* **Work task**: Filter the data for lines with the word "woman", then copy every line so identified.

* **Collected data entries**:

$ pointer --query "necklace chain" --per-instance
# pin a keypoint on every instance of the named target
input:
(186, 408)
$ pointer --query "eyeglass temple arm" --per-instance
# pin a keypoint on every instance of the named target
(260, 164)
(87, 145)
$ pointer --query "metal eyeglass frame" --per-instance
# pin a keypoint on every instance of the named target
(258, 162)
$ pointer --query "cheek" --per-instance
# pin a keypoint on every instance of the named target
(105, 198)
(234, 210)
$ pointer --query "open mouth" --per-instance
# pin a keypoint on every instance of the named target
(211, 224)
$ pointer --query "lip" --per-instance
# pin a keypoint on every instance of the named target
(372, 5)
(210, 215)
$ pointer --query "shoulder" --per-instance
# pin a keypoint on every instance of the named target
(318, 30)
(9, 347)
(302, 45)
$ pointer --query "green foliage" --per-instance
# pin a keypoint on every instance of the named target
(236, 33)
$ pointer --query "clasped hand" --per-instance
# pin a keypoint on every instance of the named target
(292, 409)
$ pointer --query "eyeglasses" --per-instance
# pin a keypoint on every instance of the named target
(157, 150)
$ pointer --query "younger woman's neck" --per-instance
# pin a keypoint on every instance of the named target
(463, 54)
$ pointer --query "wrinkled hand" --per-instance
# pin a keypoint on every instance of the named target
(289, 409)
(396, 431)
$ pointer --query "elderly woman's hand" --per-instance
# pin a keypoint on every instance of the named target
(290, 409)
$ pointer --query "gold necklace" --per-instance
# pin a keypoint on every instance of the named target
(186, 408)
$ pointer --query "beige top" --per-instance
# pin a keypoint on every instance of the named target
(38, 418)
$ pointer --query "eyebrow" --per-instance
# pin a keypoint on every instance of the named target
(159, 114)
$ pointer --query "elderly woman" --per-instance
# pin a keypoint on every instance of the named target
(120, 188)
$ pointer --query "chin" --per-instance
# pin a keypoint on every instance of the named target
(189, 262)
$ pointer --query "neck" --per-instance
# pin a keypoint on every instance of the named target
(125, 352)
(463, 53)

* **Response box**:
$ pointer --query "younger woman's neck" --per-instance
$ pointer --query "elderly woman's hand" --per-instance
$ pointer --query "elderly woman" --per-instance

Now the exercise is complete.